Wir schreiben den 24. Juni 2020. Jener Tag, an dem ich die 412-tägige Schaffenspause am Voralpenweg 04 offiziell für beendet erklären kann. Rund zwei Drittel des Weges von Wien nach Salzburg liegen bereits hinter mir, nun ist es Zeit, den Sack endlich zuzumachen.

Der (erste – haha, little did we know…) Corona-Lockdown ist mittlerweile den Lockerungen gewichen, einiges ist neu am Berg: Reservierungspflicht auf Hütten, der eigene Schlafsack ist mit dabei. Und mit dem Höllengebirge liegt eine besonders reizvolle Landschaft und das alpine Highlight am 04er vor mir. Also los!

Tag 13: Ebensee – Rieder Hütte

Um 11:15 Uhr lande ich in Ebensee, hinter dem Bahnhofsschild zeichnet sich schon das erste Kapitel des heutigen Wandertages ab. Den Aufstieg über den langgezogenen Rücken will ich auf dem Gipfel links der Kirchturmspitze mit einem Mittagessen belohnen.

Der Ort ist schnell durchquert und die ersten Wegweiser sind rasch gefunden. Ein paar Stufen führen mich aus dem Siedlungsgebiet…

Die paar Stufen…

So kann man sich irren: Unerwartete 260 Stufen werde ich in den Beinen haben, bevor der Wanderweg richtig beginnt. Das lässt mich zwischendurch am Wegesrand schon die erste Pause einlegen – natürlich nur um die Stöcke vom Rucksack zu nehmen. Gute 1100 Höhenmeter am Stück liegen zwischen Ebensee und Feuerkogelhaus – für 2020 eine Premiere.
····················
### Deine Aufgabe
Schreib den Teil des Wanderberichts neu, der mit "Um 11:15 Uhr" anfängt und mit "2020 eine Premiere." aufhört, und setz dabei "Picknick" an die Stelle von "Mittagessen". Die Datensätze braucht man hier gar nicht.

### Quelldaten
····················
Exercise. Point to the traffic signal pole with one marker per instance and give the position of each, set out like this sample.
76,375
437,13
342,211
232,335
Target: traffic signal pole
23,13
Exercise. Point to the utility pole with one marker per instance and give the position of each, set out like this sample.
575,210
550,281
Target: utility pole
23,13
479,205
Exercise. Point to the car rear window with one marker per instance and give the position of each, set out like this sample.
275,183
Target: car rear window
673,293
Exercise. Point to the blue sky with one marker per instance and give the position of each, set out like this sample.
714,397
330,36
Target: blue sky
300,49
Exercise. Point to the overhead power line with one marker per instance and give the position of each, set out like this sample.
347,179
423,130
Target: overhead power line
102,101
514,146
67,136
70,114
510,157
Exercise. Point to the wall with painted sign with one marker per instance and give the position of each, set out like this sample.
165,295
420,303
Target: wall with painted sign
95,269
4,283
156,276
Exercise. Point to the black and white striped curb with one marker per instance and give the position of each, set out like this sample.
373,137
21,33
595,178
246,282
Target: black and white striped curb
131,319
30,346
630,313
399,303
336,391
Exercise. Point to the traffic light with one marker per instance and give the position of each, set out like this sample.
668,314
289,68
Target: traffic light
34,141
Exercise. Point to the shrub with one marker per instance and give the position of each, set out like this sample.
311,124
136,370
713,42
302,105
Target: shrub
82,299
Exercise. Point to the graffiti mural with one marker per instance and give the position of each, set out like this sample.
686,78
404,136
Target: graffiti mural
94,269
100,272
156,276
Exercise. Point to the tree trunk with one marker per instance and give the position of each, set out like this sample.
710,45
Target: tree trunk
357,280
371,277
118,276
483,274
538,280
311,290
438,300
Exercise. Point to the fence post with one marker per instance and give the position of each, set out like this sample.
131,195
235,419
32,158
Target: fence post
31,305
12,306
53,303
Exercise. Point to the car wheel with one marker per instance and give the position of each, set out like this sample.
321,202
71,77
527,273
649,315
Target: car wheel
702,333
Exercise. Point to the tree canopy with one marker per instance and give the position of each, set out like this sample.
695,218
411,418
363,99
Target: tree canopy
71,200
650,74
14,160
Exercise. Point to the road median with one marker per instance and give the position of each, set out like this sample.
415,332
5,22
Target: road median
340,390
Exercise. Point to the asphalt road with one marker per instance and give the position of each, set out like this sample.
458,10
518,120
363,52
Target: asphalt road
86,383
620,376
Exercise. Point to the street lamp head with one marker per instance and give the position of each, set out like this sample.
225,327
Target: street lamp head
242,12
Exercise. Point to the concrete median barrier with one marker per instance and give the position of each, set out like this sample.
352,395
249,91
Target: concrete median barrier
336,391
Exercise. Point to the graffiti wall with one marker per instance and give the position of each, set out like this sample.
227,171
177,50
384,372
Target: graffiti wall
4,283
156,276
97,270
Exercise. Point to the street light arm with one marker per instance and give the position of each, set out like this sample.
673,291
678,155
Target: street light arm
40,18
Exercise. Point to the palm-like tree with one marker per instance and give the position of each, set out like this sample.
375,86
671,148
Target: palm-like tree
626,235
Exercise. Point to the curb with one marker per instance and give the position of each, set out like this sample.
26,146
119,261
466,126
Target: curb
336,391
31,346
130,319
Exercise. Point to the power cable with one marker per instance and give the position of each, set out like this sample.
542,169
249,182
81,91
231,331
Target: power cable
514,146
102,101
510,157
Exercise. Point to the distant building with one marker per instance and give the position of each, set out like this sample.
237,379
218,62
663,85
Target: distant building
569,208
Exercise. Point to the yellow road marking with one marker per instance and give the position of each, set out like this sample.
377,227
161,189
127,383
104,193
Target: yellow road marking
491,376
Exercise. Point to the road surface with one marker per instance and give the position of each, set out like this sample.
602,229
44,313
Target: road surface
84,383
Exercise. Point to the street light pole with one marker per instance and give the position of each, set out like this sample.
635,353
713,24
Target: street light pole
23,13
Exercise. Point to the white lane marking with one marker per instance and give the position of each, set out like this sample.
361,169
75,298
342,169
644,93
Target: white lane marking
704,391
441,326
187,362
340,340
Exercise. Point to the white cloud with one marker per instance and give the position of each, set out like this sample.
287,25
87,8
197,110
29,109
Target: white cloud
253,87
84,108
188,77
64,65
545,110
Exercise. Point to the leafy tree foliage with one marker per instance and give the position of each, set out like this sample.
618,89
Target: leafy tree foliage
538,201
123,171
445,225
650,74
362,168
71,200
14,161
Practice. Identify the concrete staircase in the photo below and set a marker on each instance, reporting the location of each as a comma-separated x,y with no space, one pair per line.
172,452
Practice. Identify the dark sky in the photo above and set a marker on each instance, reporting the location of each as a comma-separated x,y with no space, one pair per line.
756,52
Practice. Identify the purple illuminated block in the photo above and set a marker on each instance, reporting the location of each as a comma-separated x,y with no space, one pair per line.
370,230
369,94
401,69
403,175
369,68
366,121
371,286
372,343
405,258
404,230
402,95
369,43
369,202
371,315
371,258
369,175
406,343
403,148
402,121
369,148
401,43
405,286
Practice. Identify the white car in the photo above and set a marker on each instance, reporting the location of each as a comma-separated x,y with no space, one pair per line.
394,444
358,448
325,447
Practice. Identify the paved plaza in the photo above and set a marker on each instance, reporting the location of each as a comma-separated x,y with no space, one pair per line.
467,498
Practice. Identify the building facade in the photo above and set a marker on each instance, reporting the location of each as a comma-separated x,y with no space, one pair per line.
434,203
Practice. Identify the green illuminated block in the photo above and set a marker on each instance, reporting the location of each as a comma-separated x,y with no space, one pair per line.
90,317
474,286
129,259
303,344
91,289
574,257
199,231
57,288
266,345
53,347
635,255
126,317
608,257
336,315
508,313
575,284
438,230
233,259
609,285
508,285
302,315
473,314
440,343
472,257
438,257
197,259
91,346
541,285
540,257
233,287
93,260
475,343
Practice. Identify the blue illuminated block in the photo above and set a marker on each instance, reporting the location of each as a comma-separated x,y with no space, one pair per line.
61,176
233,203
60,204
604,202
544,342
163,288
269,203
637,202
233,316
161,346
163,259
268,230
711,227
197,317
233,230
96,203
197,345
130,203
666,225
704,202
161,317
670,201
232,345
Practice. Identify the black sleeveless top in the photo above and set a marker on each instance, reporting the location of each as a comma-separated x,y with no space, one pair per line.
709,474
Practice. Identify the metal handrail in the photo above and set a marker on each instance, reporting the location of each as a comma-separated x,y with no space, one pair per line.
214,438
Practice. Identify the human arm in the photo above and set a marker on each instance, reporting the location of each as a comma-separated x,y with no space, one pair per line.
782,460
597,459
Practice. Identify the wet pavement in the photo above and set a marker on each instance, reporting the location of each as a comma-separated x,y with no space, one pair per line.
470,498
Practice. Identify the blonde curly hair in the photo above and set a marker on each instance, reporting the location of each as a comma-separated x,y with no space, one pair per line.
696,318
····················
### Fertige Lösung
Um 11:15 Uhr lande ich in Ebensee, hinter dem Bahnhofsschild zeichnet sich schon das erste Kapitel des heutigen Wandertages ab. Den Aufstieg über den langgezogenen Rücken will ich auf dem Gipfel links der Kirchturmspitze mit einem Picknick belohnen.

Der Ort ist schnell durchquert und die ersten Wegweiser sind rasch gefunden. Ein paar Stufen führen mich aus dem Siedlungsgebiet…

Die paar Stufen…

So kann man sich irren: Unerwartete 260 Stufen werde ich in den Beinen haben, bevor der Wanderweg richtig beginnt. Das lässt mich zwischendurch am Wegesrand schon die erste Pause einlegen – natürlich nur um die Stöcke vom Rucksack zu nehmen. Gute 1100 Höhenmeter am Stück liegen zwischen Ebensee und Feuerkogelhaus – für 2020 eine Premiere.